▸ Stated task:
What you return should match every record exactly, with the images removed.

▸ Dataset:
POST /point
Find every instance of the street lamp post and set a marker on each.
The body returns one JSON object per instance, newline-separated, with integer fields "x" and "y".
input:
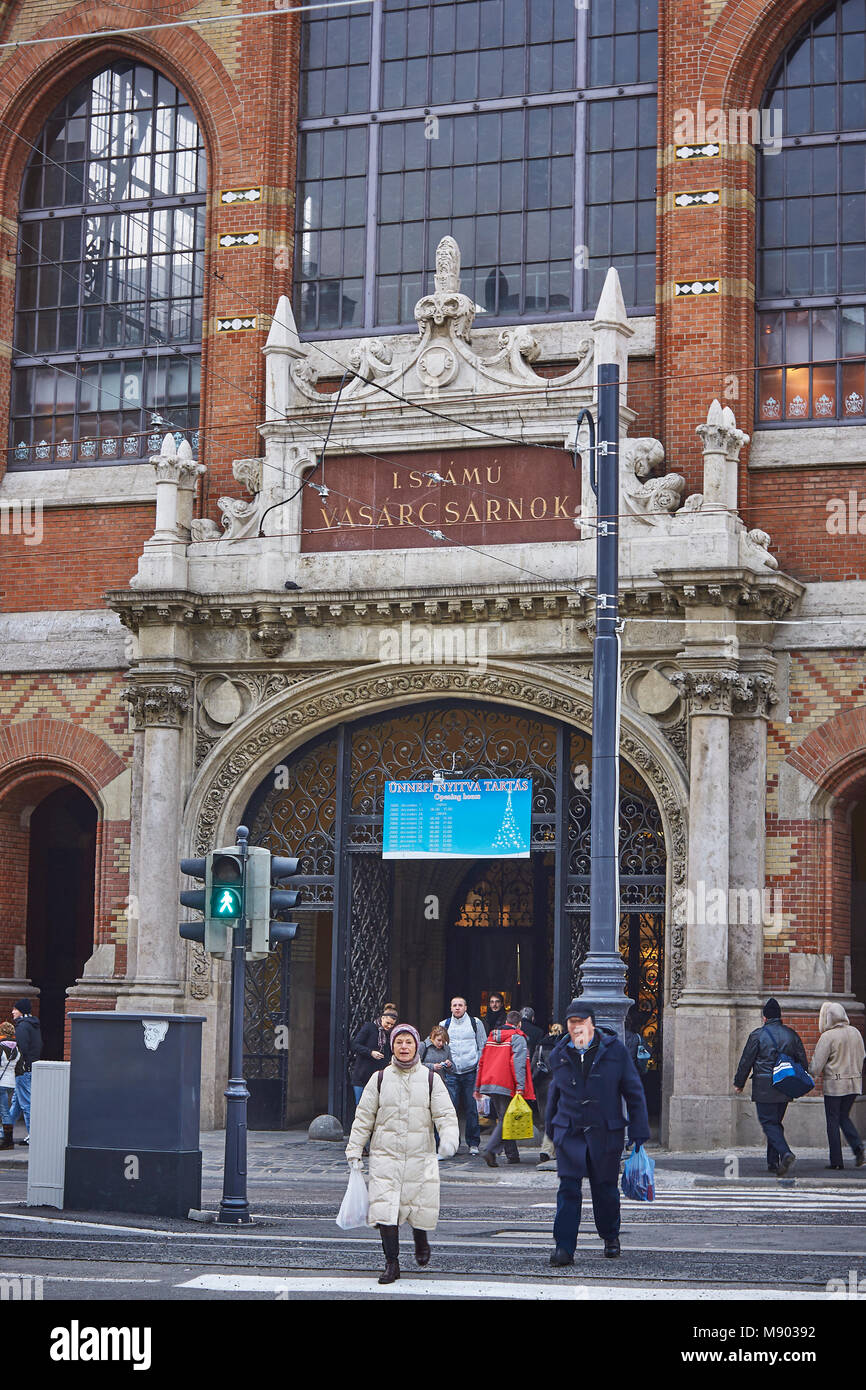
{"x": 603, "y": 970}
{"x": 235, "y": 1208}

▸ Exercise answer:
POST /point
Find every instance of the street lamp post and set a marker on each.
The body returns one JSON object per instance, newline-separated, with integer fields "x" and "y".
input:
{"x": 603, "y": 970}
{"x": 235, "y": 1208}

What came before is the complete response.